*Written exercise:* Copy verbatim the lines of the material that start at the line containing "Find the distant" and run through the line containing "27], [74, 32]]", including both of those lines.
═══
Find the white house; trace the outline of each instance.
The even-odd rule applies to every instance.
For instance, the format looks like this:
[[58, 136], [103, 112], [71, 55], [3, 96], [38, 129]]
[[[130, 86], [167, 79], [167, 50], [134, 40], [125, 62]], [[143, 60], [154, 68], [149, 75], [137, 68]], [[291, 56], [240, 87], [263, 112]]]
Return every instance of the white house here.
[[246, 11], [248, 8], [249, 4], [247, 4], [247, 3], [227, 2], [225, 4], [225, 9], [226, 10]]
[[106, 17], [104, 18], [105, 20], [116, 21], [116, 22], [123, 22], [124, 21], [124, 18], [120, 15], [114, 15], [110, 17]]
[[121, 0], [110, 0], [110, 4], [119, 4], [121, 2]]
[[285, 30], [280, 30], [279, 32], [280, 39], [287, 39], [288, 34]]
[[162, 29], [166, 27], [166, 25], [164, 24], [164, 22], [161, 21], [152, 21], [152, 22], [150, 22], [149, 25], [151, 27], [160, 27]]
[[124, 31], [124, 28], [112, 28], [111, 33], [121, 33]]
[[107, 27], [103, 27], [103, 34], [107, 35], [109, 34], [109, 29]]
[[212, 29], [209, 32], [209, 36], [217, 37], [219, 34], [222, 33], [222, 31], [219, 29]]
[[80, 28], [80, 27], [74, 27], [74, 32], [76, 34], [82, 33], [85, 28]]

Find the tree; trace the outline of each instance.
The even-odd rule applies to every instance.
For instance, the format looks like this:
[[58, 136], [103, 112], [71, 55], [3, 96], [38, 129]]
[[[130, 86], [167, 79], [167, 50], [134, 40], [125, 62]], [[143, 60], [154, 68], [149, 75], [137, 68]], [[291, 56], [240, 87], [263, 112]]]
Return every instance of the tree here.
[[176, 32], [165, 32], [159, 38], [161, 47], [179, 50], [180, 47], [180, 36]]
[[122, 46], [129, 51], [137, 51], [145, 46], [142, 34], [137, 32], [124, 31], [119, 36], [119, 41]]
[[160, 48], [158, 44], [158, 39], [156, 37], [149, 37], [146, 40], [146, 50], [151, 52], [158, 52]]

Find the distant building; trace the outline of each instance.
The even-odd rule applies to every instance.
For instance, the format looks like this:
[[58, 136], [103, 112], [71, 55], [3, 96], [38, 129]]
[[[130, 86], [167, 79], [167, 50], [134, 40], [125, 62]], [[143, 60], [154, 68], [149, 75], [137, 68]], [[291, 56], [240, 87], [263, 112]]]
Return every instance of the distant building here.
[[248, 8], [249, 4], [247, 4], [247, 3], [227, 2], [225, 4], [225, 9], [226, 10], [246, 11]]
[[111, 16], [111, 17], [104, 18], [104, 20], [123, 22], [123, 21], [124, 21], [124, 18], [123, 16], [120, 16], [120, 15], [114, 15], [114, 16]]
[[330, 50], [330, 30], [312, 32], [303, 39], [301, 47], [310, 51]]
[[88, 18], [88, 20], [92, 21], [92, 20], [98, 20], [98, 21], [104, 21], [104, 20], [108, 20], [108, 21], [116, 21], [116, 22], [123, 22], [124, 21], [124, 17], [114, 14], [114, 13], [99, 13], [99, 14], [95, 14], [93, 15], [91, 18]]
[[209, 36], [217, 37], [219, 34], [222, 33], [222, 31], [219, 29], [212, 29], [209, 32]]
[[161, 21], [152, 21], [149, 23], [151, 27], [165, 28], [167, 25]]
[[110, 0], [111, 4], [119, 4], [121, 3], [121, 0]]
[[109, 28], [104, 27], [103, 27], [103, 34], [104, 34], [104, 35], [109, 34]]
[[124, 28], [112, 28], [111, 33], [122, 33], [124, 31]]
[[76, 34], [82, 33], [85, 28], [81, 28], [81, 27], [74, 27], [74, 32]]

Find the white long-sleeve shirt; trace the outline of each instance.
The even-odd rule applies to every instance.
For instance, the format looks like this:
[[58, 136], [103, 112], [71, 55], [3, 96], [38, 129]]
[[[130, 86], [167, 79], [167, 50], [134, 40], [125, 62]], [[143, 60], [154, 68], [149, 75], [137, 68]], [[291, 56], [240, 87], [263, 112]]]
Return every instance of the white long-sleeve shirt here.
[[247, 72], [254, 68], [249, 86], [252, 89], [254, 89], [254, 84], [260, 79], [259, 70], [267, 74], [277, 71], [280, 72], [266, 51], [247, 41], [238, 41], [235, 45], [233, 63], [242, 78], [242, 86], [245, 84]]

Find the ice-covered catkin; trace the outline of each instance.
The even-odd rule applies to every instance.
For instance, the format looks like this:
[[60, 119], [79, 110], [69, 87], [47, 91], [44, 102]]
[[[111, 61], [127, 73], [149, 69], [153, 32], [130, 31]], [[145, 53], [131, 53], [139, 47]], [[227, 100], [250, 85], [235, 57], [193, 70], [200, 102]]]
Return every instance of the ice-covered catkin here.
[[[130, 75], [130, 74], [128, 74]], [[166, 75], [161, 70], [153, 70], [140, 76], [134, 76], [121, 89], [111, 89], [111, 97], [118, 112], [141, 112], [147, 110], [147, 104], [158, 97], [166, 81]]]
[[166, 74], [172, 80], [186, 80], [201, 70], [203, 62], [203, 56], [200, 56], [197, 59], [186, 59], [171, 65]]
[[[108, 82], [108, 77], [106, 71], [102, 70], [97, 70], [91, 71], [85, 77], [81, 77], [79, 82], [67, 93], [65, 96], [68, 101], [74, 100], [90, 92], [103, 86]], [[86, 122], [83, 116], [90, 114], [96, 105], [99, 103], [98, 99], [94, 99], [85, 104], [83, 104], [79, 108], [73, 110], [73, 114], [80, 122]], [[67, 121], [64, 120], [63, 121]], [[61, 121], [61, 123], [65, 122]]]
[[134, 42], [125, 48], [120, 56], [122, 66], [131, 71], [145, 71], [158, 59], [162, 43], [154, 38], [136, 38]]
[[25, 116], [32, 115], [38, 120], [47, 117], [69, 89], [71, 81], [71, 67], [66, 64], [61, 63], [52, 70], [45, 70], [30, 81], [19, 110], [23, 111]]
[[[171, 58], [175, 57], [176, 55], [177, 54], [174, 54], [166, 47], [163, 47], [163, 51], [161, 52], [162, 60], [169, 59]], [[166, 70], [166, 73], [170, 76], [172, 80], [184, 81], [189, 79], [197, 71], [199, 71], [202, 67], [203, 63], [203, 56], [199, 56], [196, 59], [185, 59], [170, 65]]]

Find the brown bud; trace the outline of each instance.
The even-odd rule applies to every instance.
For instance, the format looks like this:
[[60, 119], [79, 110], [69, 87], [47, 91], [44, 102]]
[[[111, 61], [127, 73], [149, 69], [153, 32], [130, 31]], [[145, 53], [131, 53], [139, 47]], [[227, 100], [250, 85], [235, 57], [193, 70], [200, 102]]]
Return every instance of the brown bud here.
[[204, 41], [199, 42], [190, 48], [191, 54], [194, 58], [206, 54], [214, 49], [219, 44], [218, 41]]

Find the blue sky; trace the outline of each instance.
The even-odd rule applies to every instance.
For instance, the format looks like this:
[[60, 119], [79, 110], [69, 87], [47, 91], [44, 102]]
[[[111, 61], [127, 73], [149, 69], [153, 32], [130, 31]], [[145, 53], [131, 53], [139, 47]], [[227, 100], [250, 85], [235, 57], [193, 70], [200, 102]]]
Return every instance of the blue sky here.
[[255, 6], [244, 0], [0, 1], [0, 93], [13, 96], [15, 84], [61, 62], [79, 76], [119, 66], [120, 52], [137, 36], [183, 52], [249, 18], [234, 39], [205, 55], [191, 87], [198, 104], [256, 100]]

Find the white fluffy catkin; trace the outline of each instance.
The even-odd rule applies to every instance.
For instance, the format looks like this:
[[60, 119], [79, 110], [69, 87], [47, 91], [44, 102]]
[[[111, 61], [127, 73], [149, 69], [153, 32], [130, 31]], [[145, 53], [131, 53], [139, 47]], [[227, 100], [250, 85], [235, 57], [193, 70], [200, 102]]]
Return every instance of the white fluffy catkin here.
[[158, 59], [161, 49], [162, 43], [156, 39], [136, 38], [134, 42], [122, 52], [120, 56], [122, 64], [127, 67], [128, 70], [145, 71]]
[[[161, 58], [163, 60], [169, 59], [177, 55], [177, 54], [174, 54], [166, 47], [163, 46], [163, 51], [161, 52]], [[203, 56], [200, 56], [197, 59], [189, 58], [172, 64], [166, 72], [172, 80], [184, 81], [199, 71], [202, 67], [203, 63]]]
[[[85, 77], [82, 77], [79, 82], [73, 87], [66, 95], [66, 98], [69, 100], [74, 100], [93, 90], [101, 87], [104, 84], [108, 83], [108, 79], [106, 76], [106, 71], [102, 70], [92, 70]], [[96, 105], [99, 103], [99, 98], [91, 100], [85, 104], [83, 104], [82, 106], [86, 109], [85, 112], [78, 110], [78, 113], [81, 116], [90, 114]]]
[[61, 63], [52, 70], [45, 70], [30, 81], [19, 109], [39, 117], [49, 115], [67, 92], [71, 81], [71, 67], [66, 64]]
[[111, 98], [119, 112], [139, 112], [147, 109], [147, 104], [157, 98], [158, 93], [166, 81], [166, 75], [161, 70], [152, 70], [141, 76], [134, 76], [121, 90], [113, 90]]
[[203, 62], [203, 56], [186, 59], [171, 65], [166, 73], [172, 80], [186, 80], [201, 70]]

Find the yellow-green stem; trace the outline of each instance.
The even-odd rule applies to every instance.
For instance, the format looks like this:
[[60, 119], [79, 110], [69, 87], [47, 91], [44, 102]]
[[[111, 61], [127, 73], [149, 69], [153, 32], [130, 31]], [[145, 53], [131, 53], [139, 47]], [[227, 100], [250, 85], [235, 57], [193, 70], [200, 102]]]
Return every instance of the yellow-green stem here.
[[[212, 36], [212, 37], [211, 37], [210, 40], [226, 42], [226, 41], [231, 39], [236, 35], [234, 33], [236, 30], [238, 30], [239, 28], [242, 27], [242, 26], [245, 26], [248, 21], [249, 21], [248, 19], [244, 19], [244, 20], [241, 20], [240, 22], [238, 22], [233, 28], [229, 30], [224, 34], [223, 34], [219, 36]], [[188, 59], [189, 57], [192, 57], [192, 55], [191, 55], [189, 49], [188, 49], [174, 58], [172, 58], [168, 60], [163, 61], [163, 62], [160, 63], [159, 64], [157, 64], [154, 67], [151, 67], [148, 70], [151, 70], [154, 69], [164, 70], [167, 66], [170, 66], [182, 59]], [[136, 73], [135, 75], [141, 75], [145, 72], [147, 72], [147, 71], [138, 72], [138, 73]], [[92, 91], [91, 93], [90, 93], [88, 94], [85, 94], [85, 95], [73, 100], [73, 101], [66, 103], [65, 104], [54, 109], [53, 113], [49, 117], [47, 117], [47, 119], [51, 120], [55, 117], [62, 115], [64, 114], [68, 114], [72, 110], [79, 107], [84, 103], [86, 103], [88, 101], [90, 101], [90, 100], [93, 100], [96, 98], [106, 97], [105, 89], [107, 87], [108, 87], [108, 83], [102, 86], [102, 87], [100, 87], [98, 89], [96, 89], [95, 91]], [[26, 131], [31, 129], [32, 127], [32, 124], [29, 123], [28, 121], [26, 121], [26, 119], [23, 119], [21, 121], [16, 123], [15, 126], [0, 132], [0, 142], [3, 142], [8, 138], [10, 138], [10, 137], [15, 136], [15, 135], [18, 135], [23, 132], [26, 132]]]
═══
*Written answer:*
Find the distant building; trace the outline of each instance.
The even-odd rule applies to every instance.
For instance, the format looks like this:
[[58, 136], [103, 112], [71, 55], [3, 96], [38, 129]]
[[[130, 86], [167, 79], [167, 50], [134, 40], [125, 62]], [[143, 60], [154, 68], [149, 75], [137, 68]], [[291, 56], [240, 87], [263, 112]]]
Return every instance of the distant building here.
[[248, 8], [249, 4], [247, 4], [247, 3], [227, 2], [225, 4], [225, 9], [226, 10], [246, 11]]
[[111, 16], [111, 17], [104, 18], [104, 20], [123, 22], [123, 21], [124, 21], [124, 18], [123, 16], [120, 16], [120, 15], [114, 15], [114, 16]]
[[330, 50], [330, 30], [312, 32], [303, 39], [301, 47], [310, 51]]
[[88, 18], [88, 20], [92, 21], [92, 20], [98, 20], [98, 21], [104, 21], [104, 20], [108, 20], [108, 21], [116, 21], [116, 22], [123, 22], [124, 21], [124, 17], [114, 14], [114, 13], [99, 13], [99, 14], [95, 14], [93, 15], [91, 18]]
[[209, 36], [217, 37], [219, 34], [222, 33], [222, 31], [219, 29], [212, 29], [209, 32]]
[[161, 21], [152, 21], [149, 23], [151, 27], [165, 28], [167, 25]]
[[110, 0], [111, 4], [119, 4], [121, 3], [121, 0]]
[[109, 28], [104, 27], [103, 27], [103, 34], [104, 34], [104, 35], [109, 34]]
[[124, 28], [112, 28], [111, 33], [122, 33], [124, 31]]
[[76, 34], [82, 33], [85, 28], [81, 28], [81, 27], [74, 27], [74, 32]]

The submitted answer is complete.